== TEXTAUSZUG ==

Damit steht auch fest, dass solche Zusammenstellungen erheblicher Tatsachen, wenn eine Partei nicht zur Begründung der Klage zur Hauptverhandlung erscheint, im Rahmen des Säumnisverfahrens nicht als frühere Vorbringen im Sinn von § 65 Abs. 1 (letzter Satz) ZPO betrachtet werden können.
d) Daran ändert auch nichts, wenn eine solche schriftliche Sachdarstellung durch ebenfalls eingereichte Akten, aus welchen sich die behaupteten Tatsachen ergeben, begleitet wird. Anders zu entscheiden hiesse, den Parteien im mündlichen Verfahren Gelegenheit zu geben, eine schriftliche Klagebegründung oder -antwort einzureichen und der mündlichen Verhandlung fernzubleiben, ohne dass die Regeln des Säumnisverfahrens nach § 65 ZPO materielle Auswirkungen hätten. Die ZPO des Kantons Thurgau kennt indessen eine dem zürcherischen Verfahrensrecht analoge Regelung, gemäss welcher die Parteien fakultativ einen Schriftenwechsel verlangen können, eben gerade nicht (vgl. § 123 ZPO ZH).
Werden indessen von der säumigen Partei Akten ins Recht gelegt, hat der Richter aufgrund dieser Unterlagen zu prüfen, ob im Sinn von § 65 Abs. 2 ZPO erhebliche Zweifel an der Richtigkeit der tatsächlichen Behauptungen der Gegenpartei entstehen. Von Bedeutung sind in solchen Fällen mithin die eingereichten Akten, nicht aber die schriftliche Zusammenstellung der erheblichen Tatsachen; nur ersteres führt zur allfälligen Durchführung eines Beweisverfahrens nach § 65 Abs. 2 ZPO.

===
== GESPEICHERTE DATENSÄTZE ==

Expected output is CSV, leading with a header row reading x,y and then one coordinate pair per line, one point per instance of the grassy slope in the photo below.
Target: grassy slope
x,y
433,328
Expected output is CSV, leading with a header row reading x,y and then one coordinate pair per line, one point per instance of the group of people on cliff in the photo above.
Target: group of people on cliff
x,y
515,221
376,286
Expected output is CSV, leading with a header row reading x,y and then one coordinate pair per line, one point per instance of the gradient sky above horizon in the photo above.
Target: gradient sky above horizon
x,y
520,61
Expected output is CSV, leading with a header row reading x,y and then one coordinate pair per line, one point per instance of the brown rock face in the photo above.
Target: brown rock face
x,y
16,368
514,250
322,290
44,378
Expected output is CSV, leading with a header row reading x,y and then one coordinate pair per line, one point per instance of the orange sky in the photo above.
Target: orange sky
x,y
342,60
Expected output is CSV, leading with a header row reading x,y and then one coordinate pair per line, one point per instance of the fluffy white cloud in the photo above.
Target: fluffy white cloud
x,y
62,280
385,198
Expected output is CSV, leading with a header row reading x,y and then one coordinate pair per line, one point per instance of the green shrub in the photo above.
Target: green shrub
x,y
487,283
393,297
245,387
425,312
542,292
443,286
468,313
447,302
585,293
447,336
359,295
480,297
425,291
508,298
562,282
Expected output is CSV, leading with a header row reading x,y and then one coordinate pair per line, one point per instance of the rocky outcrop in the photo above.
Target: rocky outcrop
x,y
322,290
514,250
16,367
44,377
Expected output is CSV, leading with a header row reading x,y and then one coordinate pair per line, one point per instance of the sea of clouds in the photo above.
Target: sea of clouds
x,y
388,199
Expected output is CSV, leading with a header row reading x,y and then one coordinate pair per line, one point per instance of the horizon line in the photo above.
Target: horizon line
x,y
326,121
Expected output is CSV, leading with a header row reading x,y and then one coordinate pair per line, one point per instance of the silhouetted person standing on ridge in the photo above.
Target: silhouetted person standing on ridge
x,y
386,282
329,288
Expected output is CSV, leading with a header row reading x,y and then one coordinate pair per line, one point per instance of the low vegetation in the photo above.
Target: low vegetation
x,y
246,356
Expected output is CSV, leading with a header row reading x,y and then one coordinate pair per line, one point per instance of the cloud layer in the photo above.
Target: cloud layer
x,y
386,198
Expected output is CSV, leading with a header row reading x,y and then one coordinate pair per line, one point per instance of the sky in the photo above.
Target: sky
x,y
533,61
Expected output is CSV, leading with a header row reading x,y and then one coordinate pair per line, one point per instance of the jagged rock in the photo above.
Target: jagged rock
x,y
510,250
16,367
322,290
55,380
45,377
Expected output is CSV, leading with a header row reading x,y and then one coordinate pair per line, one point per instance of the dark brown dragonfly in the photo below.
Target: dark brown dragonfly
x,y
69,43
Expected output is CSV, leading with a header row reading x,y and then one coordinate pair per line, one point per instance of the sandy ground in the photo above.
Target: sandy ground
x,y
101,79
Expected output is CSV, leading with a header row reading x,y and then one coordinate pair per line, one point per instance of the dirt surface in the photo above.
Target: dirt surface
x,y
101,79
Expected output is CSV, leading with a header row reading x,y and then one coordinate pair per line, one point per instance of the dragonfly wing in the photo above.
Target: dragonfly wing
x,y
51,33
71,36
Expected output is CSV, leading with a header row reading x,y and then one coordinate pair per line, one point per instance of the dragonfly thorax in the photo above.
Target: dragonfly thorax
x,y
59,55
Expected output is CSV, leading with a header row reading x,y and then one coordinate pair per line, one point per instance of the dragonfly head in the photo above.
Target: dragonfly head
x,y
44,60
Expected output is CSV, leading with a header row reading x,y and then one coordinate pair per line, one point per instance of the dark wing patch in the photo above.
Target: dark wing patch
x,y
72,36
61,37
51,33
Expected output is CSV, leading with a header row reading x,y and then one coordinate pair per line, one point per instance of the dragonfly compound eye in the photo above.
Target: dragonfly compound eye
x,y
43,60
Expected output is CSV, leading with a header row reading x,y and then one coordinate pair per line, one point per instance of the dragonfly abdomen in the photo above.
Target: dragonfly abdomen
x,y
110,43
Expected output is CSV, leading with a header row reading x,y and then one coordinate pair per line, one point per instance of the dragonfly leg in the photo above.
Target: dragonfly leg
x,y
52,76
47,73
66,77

===

_IHRE AUFGABEN:_
**1)** Beantworten Sie anhand des Textauszugs kurz diese Fragen:
(a) Als was können Zusammenstellungen erheblicher Tatsachen im Säumnisverfahren nicht betrachtet werden?
(b) Auf welche Bestimmung des zürcherischen Verfahrensrechts verweist der Textauszug?
(c) Was führt laut Textauszug zur allfälligen Durchführung eines Beweisverfahrens nach § 65 Abs. 2 ZPO?
**2)** Kopieren Sie aus dem Textauszug wortgetreu den Abschnitt von „Damit steht auch“ bis einschließlich „betrachtet werden können.“.

_ANTWORTEN ZU AUFGABEN:_
**1)**
(a) Als frühere Vorbringen im Sinn von § 65 Abs. 1 (letzter Satz) ZPO.
(b) Auf § 123 ZPO ZH.
(c) Nur die eingereichten Akten, nicht die schriftliche Zusammenstellung der erheblichen Tatsachen.

**2)**
Damit steht auch fest, dass solche Zusammenstellungen erheblicher Tatsachen, wenn eine Partei nicht zur Begründung der Klage zur Hauptverhandlung erscheint, im Rahmen des Säumnisverfahrens nicht als frühere Vorbringen im Sinn von § 65 Abs. 1 (letzter Satz) ZPO betrachtet werden können.